◆ **SELECTED PASSAGE**
— BEGIN —

Metadata-Version: 2.4
Name: voxscriber
Version: 0.1.7
Summary: Local speaker diarization for Apple Silicon using MLX Whisper and Pyannote
Project-URL: Repository, https://github.com/dparedesi/voxscriber
Author: Daniel Paredes
License-Expression: MIT
License-File: LICENSE
Keywords: apple-silicon,mlx,pyannote,speaker-diarization,transcription,whisper
Classifier: Development Status :: 4 - Beta
Classifier: Environment :: Console
Classifier: Intended Audience :: Developers
Classifier: License :: OSI Approved :: MIT License
Classifier: Operating System :: MacOS
Classifier: Programming Language :: Python :: 3
Classifier: Programming Language :: Python :: 3.10
Classifier: Programming Language :: Python :: 3.11
Classifier: Programming Language :: Python :: 3.12
Classifier: Programming Language :: Python :: 3.13
Classifier: Topic :: Multimedia :: Sound/Audio :: Speech
Requires-Python: >=3.10
Requires-Dist: huggingface-hub<0.26.0
Requires-Dist: mlx-whisper>=0.4.0
Requires-Dist: pyannote-audio<4.0.0,>=3.1.0
Requires-Dist: pydub>=0.25.1
Requires-Dist: python-dotenv>=1.0.0
Requires-Dist: rich>=13.7.0
Requires-Dist: soundfile>=0.12.1
Requires-Dist: torch<2.9.0,>=2.0.0
Requires-Dist: torchaudio<2.9.0,>=2.0.0
Requires-Dist: tqdm>=4.66.0
Provides-Extra: dev
Requires-Dist: pytest>=7.0.0; extra == 'dev'
Requires-Dist: ruff>=0.1.0; extra == 'dev'
Description-Content-Type: text/markdown

# VoxScriber

[![PyPI version](https://img.shields.io/pypi/v/voxscriber.svg)](https://pypi.org/project/voxscriber/)

— END —

◆ **THE EXERCISE**
Resume the VoxScriber package description after its last line.

◆ **MATERIAL SHOWN**
— BEGIN —

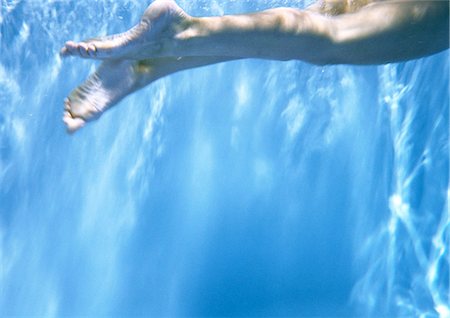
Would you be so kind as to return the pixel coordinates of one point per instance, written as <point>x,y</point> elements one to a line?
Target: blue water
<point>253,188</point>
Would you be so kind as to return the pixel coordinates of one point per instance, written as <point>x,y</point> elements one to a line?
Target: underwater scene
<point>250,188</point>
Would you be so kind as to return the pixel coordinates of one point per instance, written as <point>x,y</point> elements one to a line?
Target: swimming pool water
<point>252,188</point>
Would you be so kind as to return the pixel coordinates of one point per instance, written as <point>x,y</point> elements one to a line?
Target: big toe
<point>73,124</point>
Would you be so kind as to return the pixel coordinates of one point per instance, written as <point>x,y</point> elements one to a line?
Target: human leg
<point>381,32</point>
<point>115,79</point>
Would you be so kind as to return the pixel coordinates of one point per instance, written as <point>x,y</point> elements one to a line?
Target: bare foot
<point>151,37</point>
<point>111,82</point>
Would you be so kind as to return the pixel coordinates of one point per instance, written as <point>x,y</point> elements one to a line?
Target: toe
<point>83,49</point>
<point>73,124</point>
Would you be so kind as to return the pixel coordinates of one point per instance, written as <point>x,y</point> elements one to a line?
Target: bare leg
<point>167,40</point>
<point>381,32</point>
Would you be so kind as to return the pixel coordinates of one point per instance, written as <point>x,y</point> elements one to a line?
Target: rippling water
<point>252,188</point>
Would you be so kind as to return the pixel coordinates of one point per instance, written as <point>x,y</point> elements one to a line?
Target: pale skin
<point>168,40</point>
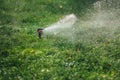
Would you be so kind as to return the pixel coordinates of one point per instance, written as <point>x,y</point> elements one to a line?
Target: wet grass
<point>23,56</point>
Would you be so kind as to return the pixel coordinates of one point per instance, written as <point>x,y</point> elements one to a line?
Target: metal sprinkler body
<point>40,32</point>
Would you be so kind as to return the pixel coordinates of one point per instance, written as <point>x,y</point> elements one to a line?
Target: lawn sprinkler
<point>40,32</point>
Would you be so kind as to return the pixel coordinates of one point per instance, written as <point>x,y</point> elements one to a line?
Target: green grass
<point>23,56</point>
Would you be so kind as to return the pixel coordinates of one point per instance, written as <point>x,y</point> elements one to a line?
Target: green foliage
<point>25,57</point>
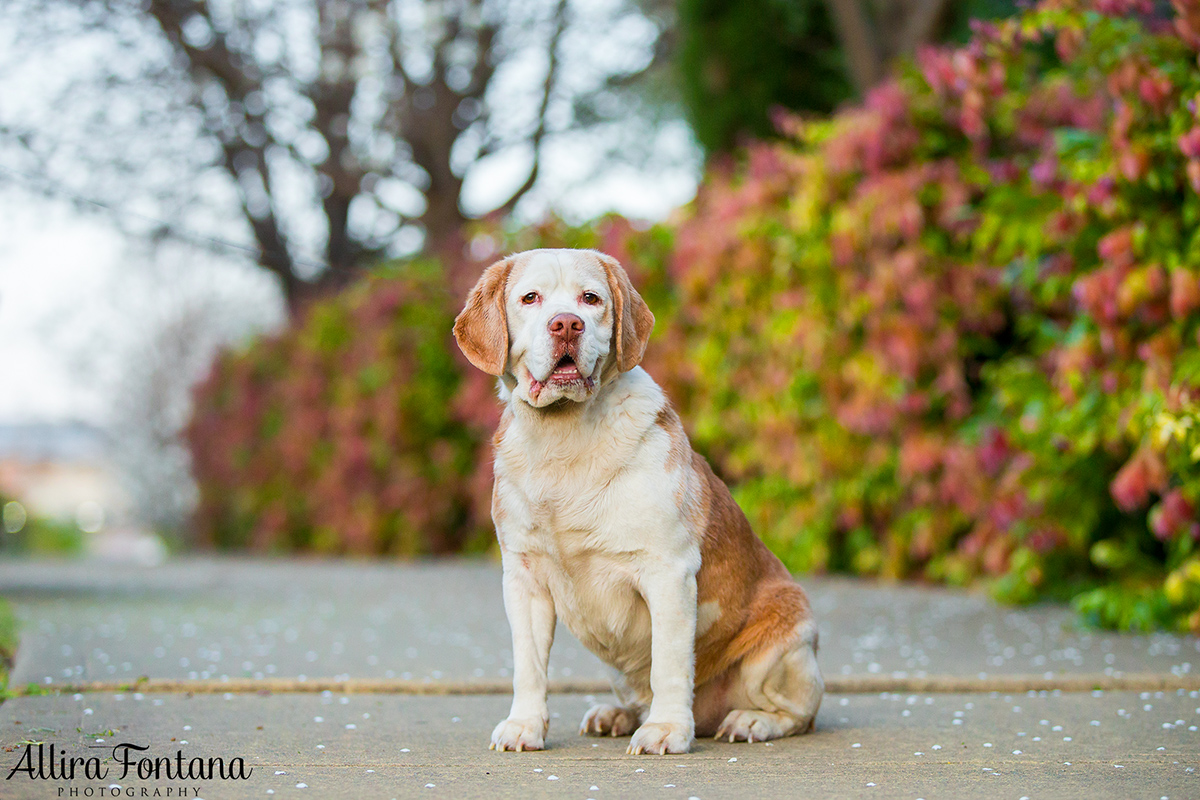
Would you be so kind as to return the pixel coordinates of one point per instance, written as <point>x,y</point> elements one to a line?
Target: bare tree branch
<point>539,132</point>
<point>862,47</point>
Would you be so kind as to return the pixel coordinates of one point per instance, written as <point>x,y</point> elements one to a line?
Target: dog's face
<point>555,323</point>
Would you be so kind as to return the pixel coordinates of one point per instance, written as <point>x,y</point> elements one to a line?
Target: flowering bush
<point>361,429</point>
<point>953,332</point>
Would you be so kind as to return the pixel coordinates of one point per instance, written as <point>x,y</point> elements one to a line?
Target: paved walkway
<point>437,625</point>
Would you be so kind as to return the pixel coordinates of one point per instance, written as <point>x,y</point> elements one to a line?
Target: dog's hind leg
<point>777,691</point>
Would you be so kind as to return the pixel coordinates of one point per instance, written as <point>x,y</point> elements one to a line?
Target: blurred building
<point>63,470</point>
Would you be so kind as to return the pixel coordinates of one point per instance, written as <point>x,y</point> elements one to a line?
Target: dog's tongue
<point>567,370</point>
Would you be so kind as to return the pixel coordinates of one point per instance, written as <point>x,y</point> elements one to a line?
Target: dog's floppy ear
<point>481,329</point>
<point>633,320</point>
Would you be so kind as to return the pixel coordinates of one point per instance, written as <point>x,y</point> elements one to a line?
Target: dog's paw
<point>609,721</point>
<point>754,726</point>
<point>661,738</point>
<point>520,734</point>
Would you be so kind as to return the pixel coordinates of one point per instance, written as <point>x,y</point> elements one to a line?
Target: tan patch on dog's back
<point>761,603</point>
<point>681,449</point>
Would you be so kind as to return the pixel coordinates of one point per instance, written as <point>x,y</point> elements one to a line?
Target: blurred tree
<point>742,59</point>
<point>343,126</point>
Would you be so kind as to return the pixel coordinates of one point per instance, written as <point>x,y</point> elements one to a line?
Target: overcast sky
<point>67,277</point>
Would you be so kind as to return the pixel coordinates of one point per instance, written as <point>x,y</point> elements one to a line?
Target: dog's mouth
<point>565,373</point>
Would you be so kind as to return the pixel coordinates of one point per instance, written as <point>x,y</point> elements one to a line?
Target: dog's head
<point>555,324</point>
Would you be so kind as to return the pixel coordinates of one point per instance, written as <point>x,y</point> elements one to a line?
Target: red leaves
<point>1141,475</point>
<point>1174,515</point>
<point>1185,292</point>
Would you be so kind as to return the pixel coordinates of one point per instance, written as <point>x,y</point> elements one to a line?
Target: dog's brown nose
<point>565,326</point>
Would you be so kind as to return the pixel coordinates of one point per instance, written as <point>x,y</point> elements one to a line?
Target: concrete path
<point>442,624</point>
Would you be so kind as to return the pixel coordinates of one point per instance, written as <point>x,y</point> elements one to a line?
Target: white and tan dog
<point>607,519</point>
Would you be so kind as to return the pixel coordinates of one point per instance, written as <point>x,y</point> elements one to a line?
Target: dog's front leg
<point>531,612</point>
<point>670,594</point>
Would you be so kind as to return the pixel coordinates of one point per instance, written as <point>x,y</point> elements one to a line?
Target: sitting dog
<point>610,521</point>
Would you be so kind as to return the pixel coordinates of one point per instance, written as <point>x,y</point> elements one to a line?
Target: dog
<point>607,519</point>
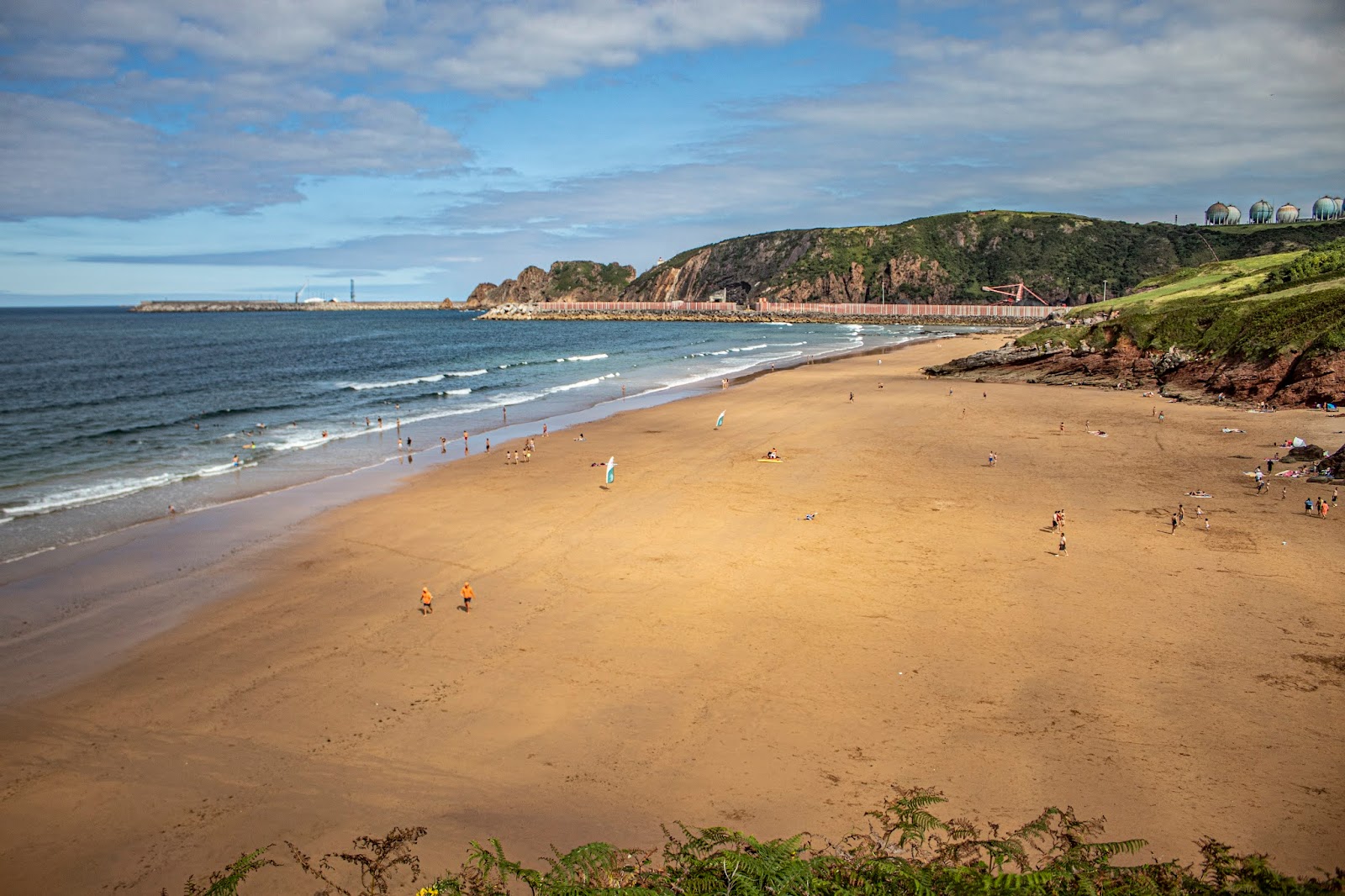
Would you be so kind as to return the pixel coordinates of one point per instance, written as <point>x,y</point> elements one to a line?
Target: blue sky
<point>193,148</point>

— END —

◆ **RESULT OF THIS EXERCISE**
[![License: MIT](https://img.shields.io/badge/License-MIT-yellow.svg)](https://opensource.org/licenses/MIT)
[![Python 3.10+](https://img.shields.io/badge/python-3.10+-blue.svg)](https://www.python.org/downloads/)
[![Buy Me A Coffee](https://img.shields.io/badge/Buy%20Me%20A%20Coffee-donate-yellow.svg)](https://buymeacoffee.com/dparedesi)

Professional speaker diarization running 100% locally on Apple Silicon. Combines [MLX Whisper](https://github.com/ml-explore/mlx-examples/tree/main/whisper) with [Pyannote 3.1](https://github.com/pyannote/pyannote-audio).

![VoxScriber Banner](images/banner.png)

## Requirements

- macOS with Apple Silicon (M1/M2/M3/M4)
- Python 3.10+
- FFmpeg (`brew install ffmpeg`)
- [Hugging Face token](https://huggingface.co/settings/tokens) (free, one-time model download)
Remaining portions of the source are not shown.